• **ASSIGNED TASK**:
Transcribe exactly the lines from the one holding "In the photograph above, where can the window be" to the end of the data below, including both of those lines and no others.

[Point localization data]
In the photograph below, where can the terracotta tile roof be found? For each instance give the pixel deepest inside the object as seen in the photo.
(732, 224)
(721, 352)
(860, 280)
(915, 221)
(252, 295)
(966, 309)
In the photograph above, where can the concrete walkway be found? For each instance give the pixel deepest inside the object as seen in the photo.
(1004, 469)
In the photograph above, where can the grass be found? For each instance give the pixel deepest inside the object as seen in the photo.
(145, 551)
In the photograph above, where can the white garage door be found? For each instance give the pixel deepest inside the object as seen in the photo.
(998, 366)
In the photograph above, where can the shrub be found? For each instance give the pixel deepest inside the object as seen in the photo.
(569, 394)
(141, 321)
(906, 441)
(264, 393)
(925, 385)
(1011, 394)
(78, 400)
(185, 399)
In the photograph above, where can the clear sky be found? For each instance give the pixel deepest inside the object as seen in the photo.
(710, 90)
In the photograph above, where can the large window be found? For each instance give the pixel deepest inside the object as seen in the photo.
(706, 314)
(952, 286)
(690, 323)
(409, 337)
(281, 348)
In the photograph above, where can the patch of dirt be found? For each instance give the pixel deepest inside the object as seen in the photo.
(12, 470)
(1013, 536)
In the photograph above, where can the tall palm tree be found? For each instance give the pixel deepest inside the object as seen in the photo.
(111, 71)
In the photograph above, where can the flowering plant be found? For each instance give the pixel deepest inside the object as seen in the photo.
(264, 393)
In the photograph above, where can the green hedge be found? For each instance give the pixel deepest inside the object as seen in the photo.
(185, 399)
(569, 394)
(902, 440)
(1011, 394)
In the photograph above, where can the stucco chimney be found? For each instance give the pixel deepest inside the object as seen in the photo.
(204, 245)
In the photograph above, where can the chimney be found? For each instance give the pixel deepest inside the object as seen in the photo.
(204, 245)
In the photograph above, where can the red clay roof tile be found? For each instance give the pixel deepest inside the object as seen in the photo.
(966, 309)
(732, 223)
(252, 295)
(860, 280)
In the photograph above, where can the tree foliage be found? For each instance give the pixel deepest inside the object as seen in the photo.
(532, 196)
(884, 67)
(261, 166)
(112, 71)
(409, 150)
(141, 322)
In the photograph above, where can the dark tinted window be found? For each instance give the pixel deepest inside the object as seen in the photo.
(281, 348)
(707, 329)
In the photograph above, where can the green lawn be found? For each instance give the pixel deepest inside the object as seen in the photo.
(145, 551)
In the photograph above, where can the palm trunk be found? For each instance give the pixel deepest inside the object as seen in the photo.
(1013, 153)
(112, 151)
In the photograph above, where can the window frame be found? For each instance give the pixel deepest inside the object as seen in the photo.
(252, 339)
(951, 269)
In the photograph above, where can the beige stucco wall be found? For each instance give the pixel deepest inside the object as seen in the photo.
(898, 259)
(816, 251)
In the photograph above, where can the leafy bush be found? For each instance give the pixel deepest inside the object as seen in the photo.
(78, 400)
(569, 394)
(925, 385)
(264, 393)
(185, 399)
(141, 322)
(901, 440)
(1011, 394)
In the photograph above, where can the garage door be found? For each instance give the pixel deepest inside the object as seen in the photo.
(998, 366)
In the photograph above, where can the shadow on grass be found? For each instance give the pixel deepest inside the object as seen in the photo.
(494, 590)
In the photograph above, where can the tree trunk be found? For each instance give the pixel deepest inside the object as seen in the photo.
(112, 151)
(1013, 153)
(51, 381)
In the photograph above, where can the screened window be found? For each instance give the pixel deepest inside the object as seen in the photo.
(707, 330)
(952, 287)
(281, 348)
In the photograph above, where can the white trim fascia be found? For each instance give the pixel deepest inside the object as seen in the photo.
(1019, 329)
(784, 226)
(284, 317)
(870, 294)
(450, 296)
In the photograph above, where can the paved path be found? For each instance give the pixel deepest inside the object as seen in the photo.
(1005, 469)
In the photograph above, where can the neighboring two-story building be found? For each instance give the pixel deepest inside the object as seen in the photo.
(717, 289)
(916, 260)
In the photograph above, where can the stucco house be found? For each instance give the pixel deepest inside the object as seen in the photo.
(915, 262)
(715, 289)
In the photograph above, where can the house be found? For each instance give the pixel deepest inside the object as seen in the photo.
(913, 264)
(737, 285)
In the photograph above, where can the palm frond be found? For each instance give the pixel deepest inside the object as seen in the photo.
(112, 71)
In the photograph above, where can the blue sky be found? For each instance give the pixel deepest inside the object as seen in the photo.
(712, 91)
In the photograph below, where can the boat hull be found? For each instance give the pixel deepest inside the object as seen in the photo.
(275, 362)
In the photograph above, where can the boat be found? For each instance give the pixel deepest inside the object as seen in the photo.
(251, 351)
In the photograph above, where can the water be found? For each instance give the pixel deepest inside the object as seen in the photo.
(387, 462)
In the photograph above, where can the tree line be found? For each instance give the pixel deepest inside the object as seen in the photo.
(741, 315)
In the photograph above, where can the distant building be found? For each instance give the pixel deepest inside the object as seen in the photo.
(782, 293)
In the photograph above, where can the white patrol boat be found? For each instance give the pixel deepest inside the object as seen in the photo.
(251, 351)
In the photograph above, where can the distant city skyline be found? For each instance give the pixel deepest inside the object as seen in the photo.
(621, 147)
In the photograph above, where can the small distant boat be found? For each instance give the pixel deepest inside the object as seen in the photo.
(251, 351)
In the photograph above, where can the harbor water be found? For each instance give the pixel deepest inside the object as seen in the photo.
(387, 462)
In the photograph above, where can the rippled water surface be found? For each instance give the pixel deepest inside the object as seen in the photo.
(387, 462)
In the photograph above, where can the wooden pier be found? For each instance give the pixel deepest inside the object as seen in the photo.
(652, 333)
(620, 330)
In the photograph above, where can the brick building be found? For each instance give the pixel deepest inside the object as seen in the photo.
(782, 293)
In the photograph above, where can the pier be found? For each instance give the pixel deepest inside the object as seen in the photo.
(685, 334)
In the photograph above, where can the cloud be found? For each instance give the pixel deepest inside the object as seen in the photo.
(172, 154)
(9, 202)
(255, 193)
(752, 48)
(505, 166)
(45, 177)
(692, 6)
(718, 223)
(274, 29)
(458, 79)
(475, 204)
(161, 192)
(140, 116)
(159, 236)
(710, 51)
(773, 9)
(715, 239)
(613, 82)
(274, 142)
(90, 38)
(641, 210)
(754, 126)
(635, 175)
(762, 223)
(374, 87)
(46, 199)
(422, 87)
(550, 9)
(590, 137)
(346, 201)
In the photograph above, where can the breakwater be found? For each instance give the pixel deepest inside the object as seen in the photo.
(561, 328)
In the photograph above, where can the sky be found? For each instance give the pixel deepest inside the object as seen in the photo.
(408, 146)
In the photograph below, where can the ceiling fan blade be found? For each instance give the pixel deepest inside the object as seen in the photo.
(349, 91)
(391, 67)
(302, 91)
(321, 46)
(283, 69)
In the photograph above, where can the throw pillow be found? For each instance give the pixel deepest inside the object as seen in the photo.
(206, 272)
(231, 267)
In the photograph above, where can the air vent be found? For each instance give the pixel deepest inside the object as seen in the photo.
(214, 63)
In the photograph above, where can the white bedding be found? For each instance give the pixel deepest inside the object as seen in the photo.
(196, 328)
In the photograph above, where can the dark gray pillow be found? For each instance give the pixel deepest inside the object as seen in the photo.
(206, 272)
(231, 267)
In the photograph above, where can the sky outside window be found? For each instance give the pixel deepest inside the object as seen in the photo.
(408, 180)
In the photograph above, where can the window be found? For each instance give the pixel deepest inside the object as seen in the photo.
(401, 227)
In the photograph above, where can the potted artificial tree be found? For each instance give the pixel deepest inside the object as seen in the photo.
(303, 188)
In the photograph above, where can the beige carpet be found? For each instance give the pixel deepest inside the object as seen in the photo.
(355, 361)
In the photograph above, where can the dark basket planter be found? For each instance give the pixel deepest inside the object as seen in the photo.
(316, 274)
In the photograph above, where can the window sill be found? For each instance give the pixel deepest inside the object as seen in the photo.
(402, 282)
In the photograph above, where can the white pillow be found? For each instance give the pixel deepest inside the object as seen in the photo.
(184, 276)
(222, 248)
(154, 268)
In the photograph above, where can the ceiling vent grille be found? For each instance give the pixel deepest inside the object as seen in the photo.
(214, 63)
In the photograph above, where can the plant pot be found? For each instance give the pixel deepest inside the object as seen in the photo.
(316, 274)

• **ANSWER SPACE**:
In the photograph above, where can the window be found? For each instance give the pixel deepest inside the object as seen in the photo.
(401, 227)
In the photograph above, where can the potted artificial tree be found? For each instance give the pixel deepest inside the object as seen in the photo.
(303, 188)
In the photograph above, where can the beige carpet be found? For each instance give the pixel deepest inside the object as seen in the photo.
(355, 361)
In the photograph above, where can the dark basket planter be found? For each instance give the pixel deepest inside the object as seen in the photo.
(316, 274)
In the photograph above, where can the window sill be found? For each instance give the pixel deepest inside the object as seen in the photo.
(402, 282)
In the photograph above, where can the white pillow be found? For each instance give the pixel deepest inside the object as seen in the photo.
(184, 276)
(222, 248)
(154, 268)
In the photograph above, where can the ceiling vent grille be found? For each instance give the pixel deepest inside the object as seen in the photo.
(214, 63)
In the photograph above, where can the plant pot be found? For each instance give the pixel deepest inside the object as seen in the photo.
(316, 274)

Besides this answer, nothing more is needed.